§ Supplied text:
⟨
Case Diagnostics in Categorical Factor Analysis
- Author(s): Mansolf, Maxwell Armand
- Advisor(s): Reise, Steven P
- et al.
Case diagnostics in categorical factor analysis include Mahalanobis distance-based statistics, which measure residual and leverage, and adaptations of existing influence diagnostics such as individual contribution to chi-square and generalized Cook’s distance which measure each case’s influence on statistical results. This dissertation uses two simulation studies to explore issues related to the use of case diagnostics in categorical factor analysis in order to assess the feasibility and utility of an iteratively reweighted least squares estimator for categorical factor analysis and structural equation modeling. In the first simulation, I used large data sets simulated according to a hypothesized model structure to examine the null distributions of Mahalanobis distance-based measures of residual and leverage in categorical factor analysis. Specifically, this study examined the validity of statistical cut-off values derived from continuous distributions in categorical factor analysis and assessed the differences between theoretical and empirical critical values in these models. In most conditions, the distributions of leverage and residual diagnostics in polytomous data, and of leverage diagnostics in dichotomous data, were similar enough to those in continuous data that existing critical values can safely be used to identify high-leverage cases. In contrast, residual diagnostics in dichotomous data had severely truncated distributions, a result which complicates the choice of critical value for identifying high-residual cases in residual analysis or down-weighting cases in robust estimation. In the second simulation, I examined the relationships between leverage, residual, and influence in categorical and continuous factor analysis and compared those relationships across continuous, polytomous, and dichotomous test conditions. Results were largely consistent between continuous and polytomous data but differed markedly in dichotomous data with high variability across dichotomous test conditions. Together, these findings reveal that, while categorical case diagnostics are well-behaved in polytomous tests under ideal conditions, these diagnostics can behave unpredictably in dichotomous data, and thus caution should be used in interpreting their values directly in dichotomous tests, whether as a means for screening for outliers or for down-weighting cases in robust estimation.
⟩
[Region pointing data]
⟨
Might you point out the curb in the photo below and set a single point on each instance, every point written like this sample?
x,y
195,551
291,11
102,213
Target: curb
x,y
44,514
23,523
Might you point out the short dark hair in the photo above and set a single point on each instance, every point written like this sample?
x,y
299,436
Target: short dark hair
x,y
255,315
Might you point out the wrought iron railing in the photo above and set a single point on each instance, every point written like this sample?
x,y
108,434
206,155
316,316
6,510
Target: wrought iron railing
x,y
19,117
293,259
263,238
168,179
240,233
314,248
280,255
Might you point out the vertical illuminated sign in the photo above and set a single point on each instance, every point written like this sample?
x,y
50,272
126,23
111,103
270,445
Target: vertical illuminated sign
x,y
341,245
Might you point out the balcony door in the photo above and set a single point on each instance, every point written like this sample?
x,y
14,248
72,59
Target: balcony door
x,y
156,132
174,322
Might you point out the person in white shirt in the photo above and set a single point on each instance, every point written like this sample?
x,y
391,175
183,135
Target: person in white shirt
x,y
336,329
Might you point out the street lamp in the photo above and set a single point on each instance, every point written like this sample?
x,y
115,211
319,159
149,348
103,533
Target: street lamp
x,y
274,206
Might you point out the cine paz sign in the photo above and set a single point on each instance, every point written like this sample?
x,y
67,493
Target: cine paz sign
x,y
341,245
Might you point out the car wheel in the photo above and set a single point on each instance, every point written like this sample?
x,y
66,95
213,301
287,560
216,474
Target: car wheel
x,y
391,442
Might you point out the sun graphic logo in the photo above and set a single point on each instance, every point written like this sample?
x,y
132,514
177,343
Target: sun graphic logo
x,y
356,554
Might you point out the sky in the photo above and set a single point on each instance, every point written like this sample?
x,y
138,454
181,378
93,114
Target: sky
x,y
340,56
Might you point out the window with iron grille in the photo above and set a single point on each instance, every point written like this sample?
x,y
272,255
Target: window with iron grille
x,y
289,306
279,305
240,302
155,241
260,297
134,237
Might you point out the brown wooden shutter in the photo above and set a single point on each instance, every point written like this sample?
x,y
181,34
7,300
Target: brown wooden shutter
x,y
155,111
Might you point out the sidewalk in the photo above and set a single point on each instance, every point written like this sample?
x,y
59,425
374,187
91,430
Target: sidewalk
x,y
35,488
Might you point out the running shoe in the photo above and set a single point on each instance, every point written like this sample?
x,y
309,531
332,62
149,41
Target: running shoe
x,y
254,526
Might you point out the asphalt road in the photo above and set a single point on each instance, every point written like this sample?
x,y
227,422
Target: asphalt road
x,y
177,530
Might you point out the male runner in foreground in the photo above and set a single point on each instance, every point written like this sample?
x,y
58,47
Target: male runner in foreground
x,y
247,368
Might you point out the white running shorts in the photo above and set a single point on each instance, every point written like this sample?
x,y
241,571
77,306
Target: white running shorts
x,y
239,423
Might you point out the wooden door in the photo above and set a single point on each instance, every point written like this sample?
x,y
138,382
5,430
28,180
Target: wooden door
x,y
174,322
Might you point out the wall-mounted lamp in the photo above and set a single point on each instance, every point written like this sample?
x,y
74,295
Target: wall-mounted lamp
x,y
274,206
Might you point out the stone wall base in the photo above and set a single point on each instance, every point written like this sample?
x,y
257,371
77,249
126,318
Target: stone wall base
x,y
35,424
⟩
§ Requirement:
Copy out the entire text on case diagnostics in categorical factor analysis above, word for word.

§ Output below:
Case Diagnostics in Categorical Factor Analysis
- Author(s): Mansolf, Maxwell Armand
- Advisor(s): Reise, Steven P
- et al.
Case diagnostics in categorical factor analysis include Mahalanobis distance-based statistics, which measure residual and leverage, and adaptations of existing influence diagnostics such as individual contribution to chi-square and generalized Cook’s distance which measure each case’s influence on statistical results. This dissertation uses two simulation studies to explore issues related to the use of case diagnostics in categorical factor analysis in order to assess the feasibility and utility of an iteratively reweighted least squares estimator for categorical factor analysis and structural equation modeling. In the first simulation, I used large data sets simulated according to a hypothesized model structure to examine the null distributions of Mahalanobis distance-based measures of residual and leverage in categorical factor analysis. Specifically, this study examined the validity of statistical cut-off values derived from continuous distributions in categorical factor analysis and assessed the differences between theoretical and empirical critical values in these models. In most conditions, the distributions of leverage and residual diagnostics in polytomous data, and of leverage diagnostics in dichotomous data, were similar enough to those in continuous data that existing critical values can safely be used to identify high-leverage cases. In contrast, residual diagnostics in dichotomous data had severely truncated distributions, a result which complicates the choice of critical value for identifying high-residual cases in residual analysis or down-weighting cases in robust estimation. In the second simulation, I examined the relationships between leverage, residual, and influence in categorical and continuous factor analysis and compared those relationships across continuous, polytomous, and dichotomous test conditions. Results were largely consistent between continuous and polytomous data but differed markedly in dichotomous data with high variability across dichotomous test conditions. Together, these findings reveal that, while categorical case diagnostics are well-behaved in polytomous tests under ideal conditions, these diagnostics can behave unpredictably in dichotomous data, and thus caution should be used in interpreting their values directly in dichotomous tests, whether as a means for screening for outliers or for down-weighting cases in robust estimation.